→ **What is being asked**:
Return only those lines of the records below in which "woman" appears.

[Stored records]
╭──
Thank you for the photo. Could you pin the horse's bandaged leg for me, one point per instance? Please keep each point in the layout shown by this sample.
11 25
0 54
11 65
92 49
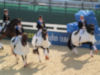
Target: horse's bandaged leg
45 52
91 53
75 51
1 46
94 47
39 58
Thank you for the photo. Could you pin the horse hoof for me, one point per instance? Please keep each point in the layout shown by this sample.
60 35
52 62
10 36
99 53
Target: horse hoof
25 65
46 57
96 51
2 48
92 56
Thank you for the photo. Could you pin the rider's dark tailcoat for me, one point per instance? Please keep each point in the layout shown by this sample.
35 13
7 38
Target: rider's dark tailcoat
5 18
81 24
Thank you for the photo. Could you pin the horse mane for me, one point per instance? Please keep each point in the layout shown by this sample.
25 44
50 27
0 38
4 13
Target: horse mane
90 28
24 39
44 33
11 27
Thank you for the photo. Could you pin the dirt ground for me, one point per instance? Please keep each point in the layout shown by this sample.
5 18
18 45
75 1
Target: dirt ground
62 62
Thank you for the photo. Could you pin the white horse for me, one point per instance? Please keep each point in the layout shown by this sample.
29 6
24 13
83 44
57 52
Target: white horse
75 40
40 40
20 47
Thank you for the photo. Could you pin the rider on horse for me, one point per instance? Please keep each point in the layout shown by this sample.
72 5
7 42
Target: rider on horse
6 19
19 29
82 24
40 23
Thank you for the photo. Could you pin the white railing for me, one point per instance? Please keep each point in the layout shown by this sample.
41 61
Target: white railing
50 27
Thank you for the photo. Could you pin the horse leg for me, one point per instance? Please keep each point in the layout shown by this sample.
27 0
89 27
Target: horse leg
95 49
46 50
37 52
16 58
91 50
1 46
24 60
74 50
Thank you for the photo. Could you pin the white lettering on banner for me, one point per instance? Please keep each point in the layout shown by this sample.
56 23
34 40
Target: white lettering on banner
56 38
63 39
53 38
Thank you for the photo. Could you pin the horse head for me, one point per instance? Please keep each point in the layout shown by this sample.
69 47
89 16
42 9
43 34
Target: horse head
44 33
91 28
11 27
24 39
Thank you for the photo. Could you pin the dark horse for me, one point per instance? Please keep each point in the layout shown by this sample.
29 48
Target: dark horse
73 41
9 30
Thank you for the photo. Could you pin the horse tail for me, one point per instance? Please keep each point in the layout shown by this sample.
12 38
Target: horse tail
69 43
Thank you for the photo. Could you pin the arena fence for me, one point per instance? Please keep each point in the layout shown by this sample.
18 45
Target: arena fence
53 11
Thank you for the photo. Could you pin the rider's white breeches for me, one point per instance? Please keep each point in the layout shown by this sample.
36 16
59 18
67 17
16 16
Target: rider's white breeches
81 32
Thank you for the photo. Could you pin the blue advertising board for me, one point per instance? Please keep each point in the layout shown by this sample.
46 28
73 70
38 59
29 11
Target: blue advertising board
59 38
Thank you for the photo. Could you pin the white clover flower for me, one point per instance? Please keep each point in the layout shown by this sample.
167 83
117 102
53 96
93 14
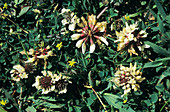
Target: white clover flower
127 38
128 78
69 18
45 82
90 30
51 82
18 73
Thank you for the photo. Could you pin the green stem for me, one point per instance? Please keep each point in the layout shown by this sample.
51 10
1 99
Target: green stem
23 47
83 60
86 104
164 105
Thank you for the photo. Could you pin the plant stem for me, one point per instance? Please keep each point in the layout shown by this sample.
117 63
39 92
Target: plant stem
99 99
98 16
23 47
164 105
15 24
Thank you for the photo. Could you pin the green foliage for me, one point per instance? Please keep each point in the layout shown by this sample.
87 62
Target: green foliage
84 81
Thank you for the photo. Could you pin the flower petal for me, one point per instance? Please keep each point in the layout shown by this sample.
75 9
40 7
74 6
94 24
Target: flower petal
104 40
92 48
79 43
72 26
75 36
83 47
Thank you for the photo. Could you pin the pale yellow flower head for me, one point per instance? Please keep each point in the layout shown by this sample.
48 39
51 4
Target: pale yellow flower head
129 37
128 78
90 31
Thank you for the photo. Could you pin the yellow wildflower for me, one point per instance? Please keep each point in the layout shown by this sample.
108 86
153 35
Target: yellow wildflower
3 102
72 62
5 6
59 45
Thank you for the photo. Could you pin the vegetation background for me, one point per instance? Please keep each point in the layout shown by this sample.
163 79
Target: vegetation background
87 78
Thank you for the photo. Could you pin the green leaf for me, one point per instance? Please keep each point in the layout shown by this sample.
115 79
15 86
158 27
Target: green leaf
48 98
51 105
20 1
114 100
164 74
160 8
158 49
154 97
10 97
2 110
23 11
161 28
152 64
31 109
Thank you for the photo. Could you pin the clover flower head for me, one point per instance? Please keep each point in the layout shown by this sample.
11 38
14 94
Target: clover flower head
50 82
45 82
90 30
129 37
69 18
128 78
18 73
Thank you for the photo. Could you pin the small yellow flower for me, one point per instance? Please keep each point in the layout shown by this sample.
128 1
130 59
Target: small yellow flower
3 102
72 62
5 6
127 18
59 45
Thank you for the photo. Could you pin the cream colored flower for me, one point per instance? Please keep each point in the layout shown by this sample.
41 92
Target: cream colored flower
18 73
127 38
69 18
45 82
89 31
128 78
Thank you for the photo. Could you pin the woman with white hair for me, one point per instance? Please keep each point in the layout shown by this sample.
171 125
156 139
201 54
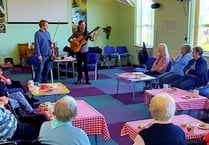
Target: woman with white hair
╰──
→ **Result of this task**:
Thank you for the photo. Could you pin the woman with white hair for me, one point per instance? Please keep each point in the layout shown by this sample.
Target: woman with white hair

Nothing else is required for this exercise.